**AIM OF THE TASK**
Go through the listing below and return every line exactly.

╭─ DATASET RECORDS

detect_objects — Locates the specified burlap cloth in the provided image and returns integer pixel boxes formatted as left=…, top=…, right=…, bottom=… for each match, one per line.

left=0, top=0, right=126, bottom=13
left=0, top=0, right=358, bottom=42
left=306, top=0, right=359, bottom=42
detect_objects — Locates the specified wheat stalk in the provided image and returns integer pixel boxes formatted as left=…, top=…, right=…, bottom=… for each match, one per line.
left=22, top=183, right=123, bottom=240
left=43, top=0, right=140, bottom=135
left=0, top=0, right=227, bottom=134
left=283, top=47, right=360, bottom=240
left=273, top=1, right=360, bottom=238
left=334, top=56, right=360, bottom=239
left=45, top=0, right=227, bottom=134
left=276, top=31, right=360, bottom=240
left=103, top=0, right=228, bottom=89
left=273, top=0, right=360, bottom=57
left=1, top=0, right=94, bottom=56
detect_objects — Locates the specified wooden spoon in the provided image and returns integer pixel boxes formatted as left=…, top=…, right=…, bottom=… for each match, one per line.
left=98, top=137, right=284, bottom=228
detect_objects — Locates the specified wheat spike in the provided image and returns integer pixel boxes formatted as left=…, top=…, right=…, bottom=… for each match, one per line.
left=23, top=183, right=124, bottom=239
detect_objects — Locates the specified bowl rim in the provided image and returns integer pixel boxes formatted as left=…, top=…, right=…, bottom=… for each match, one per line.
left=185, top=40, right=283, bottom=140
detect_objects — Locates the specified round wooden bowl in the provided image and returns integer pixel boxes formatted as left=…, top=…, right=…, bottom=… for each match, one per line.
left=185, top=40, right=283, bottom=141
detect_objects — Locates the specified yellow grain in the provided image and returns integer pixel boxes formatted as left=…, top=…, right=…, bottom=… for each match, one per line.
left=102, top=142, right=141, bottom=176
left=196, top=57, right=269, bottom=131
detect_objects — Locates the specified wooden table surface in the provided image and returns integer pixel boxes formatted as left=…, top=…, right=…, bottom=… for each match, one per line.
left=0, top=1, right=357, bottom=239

╰─

**PROBLEM SOLUTION**
detect_objects — Locates the specified burlap cloth in the provided image and returns integer pixel boxes formatted as left=…, top=…, right=…, bottom=… for each match, one per line.

left=0, top=0, right=126, bottom=13
left=0, top=0, right=358, bottom=42
left=306, top=0, right=359, bottom=42
detect_objects — Locates the specified wheat stalk in the provided image and returns integer pixel boxes formatted as left=…, top=…, right=…, bottom=… for each match, one per line.
left=22, top=183, right=123, bottom=240
left=43, top=0, right=140, bottom=135
left=0, top=0, right=227, bottom=134
left=283, top=47, right=360, bottom=240
left=273, top=1, right=360, bottom=238
left=334, top=56, right=360, bottom=239
left=45, top=0, right=227, bottom=134
left=276, top=31, right=360, bottom=240
left=103, top=0, right=228, bottom=89
left=273, top=0, right=360, bottom=57
left=1, top=0, right=94, bottom=56
detect_objects — Locates the specified wooden spoon in the provided image and returns integer pixel boxes formatted as left=…, top=…, right=…, bottom=… for each match, one per line.
left=98, top=137, right=284, bottom=228
detect_objects — Locates the specified wheat spike in the provided image and returns integer pixel boxes formatted as left=…, top=…, right=…, bottom=… for each match, one per line.
left=23, top=183, right=124, bottom=239
detect_objects — Locates the specified bowl rim in the provided image and returns integer pixel boxes formatted as left=…, top=…, right=…, bottom=… for each match, one per line.
left=185, top=40, right=283, bottom=140
detect_objects — Locates the specified round wooden bowl in the provided image and returns integer pixel boxes formatted as left=…, top=…, right=…, bottom=… for each match, one per line.
left=185, top=40, right=283, bottom=141
detect_objects — Locates the specified yellow grain in the provided image and returns integer pixel boxes formatted as left=…, top=…, right=…, bottom=… for each match, one per line.
left=102, top=142, right=141, bottom=176
left=196, top=57, right=269, bottom=131
detect_objects — Locates the specified wooden table surface in the provided image and returns integer pixel boxes formatted as left=…, top=…, right=…, bottom=… for each match, one per line.
left=0, top=1, right=357, bottom=239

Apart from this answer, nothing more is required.